- [Exercise instructions]
How many lines in the entries below contain the string "headrest"? Case counts, so give only the number.

- [Recorded information]
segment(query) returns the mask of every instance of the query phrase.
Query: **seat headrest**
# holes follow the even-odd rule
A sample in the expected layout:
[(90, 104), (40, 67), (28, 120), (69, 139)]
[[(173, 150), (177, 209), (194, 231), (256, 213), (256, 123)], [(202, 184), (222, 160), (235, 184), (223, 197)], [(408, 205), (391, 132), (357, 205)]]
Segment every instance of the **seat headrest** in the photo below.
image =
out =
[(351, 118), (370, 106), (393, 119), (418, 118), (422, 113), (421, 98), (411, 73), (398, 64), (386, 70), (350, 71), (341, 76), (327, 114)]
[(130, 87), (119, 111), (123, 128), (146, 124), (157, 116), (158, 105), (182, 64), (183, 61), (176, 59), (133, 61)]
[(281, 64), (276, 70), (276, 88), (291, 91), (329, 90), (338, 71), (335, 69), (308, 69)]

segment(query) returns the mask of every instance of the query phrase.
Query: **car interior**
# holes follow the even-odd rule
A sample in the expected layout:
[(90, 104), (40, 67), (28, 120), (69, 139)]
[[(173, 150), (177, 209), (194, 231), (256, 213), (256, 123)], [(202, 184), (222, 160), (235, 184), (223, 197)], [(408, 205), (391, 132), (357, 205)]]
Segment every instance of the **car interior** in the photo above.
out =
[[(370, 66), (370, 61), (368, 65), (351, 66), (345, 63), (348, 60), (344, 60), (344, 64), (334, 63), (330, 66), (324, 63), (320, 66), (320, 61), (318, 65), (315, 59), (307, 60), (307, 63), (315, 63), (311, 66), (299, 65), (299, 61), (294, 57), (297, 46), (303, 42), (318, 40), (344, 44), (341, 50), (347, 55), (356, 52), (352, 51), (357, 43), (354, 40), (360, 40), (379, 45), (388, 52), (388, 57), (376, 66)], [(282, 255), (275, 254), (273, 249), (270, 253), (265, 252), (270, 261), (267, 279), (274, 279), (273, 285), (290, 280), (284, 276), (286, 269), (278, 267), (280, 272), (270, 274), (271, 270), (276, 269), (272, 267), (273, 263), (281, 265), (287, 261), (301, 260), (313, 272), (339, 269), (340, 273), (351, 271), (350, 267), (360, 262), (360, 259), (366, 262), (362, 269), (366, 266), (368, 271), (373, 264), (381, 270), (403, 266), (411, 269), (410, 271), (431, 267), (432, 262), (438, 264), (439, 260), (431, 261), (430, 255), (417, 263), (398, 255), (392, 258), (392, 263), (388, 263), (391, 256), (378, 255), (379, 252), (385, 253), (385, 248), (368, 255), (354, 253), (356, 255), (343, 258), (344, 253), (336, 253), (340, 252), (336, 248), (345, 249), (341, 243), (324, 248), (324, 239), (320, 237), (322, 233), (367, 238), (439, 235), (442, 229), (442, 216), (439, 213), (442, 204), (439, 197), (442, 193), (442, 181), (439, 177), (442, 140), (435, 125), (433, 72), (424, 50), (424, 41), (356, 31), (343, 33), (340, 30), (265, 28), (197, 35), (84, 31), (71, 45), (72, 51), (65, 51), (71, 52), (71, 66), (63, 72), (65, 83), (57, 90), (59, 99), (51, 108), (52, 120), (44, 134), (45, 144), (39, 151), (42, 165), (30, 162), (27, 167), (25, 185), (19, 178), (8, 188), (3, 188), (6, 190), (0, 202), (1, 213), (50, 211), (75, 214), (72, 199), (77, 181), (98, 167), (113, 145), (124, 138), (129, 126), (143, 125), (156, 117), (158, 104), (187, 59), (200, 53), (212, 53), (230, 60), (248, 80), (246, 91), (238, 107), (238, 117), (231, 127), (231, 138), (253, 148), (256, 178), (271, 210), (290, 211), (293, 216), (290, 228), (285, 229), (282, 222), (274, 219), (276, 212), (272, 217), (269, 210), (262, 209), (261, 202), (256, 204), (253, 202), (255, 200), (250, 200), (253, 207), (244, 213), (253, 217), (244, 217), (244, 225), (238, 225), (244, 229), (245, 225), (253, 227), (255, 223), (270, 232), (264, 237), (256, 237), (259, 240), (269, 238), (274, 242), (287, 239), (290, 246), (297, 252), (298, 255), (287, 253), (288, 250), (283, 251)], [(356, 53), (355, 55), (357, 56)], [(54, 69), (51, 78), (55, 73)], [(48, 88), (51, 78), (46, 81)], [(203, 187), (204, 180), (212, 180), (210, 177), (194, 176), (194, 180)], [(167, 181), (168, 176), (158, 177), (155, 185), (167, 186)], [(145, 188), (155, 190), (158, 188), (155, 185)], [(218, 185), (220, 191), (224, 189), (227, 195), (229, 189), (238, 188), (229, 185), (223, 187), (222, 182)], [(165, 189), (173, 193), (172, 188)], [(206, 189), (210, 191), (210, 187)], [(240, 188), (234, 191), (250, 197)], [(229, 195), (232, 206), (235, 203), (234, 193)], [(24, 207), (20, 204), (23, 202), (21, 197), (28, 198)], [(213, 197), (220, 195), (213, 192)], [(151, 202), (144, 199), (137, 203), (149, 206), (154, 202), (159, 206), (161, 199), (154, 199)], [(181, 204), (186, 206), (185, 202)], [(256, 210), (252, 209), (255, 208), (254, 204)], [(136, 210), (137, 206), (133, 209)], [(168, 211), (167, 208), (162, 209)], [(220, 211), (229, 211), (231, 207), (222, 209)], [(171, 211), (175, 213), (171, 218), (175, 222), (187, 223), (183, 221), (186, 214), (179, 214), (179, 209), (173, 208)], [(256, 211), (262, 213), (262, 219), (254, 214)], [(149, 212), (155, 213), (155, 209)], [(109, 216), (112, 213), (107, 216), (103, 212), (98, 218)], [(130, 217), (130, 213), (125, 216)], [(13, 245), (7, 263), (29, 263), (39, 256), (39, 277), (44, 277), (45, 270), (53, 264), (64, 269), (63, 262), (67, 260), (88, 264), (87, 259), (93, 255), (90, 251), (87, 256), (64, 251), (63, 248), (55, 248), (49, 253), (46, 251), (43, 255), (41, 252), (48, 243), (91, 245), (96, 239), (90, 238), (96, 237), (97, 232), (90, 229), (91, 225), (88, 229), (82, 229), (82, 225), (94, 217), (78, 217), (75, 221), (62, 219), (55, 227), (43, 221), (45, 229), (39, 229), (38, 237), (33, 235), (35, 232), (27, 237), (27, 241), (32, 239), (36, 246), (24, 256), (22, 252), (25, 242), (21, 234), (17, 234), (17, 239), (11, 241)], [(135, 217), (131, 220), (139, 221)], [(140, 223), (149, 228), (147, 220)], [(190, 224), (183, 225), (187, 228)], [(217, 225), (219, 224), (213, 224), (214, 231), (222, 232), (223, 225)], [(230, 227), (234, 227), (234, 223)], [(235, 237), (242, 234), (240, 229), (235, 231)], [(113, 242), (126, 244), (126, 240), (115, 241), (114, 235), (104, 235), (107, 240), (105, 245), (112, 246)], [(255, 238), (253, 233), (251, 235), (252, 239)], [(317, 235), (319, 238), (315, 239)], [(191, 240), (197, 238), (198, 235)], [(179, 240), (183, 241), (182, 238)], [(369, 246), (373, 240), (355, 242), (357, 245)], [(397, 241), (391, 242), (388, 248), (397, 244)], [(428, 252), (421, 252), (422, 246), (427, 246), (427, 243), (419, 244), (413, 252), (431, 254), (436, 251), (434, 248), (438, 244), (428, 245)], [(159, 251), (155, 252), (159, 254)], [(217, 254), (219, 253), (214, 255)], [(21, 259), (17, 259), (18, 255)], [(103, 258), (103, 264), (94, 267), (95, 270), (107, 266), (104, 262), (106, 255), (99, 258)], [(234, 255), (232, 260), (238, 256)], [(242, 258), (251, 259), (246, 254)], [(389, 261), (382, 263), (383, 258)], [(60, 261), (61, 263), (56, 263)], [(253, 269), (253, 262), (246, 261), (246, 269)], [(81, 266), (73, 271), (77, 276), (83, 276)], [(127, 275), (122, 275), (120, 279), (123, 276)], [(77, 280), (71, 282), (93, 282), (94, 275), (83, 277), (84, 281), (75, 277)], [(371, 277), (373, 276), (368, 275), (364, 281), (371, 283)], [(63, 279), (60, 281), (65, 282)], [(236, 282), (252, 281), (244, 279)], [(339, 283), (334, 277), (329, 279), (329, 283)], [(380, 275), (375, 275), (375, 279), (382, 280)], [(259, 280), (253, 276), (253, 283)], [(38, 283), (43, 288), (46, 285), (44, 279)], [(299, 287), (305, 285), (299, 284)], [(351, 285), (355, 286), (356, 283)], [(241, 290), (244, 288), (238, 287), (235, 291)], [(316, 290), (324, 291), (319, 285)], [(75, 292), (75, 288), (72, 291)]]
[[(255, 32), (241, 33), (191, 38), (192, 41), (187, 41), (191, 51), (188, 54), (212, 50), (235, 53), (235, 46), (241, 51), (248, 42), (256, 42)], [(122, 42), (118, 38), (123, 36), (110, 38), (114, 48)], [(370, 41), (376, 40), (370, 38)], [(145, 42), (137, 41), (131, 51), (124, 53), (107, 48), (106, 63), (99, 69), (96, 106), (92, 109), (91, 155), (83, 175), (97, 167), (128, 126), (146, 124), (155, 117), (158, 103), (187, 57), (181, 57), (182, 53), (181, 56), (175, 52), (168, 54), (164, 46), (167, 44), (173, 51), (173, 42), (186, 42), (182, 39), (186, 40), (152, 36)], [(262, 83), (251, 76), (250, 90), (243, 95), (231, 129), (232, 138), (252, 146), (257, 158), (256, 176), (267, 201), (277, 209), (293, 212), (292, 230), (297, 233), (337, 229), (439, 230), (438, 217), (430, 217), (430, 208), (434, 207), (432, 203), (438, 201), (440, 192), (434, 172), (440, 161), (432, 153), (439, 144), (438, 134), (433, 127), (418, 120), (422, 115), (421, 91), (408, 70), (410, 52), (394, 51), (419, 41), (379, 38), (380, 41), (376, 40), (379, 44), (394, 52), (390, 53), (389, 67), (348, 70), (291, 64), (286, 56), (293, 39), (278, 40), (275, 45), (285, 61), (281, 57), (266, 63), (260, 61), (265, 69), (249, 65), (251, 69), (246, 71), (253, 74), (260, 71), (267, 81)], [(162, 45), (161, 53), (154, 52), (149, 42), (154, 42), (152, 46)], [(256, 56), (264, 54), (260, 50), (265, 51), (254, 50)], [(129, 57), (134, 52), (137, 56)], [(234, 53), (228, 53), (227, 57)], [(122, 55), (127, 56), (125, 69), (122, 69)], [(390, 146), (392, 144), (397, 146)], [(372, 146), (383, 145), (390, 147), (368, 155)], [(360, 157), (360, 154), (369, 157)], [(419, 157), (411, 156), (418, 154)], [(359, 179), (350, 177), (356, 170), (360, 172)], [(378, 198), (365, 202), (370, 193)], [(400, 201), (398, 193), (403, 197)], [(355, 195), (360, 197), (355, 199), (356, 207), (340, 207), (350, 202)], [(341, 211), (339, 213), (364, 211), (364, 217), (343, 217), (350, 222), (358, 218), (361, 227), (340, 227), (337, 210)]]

- [Full response]
2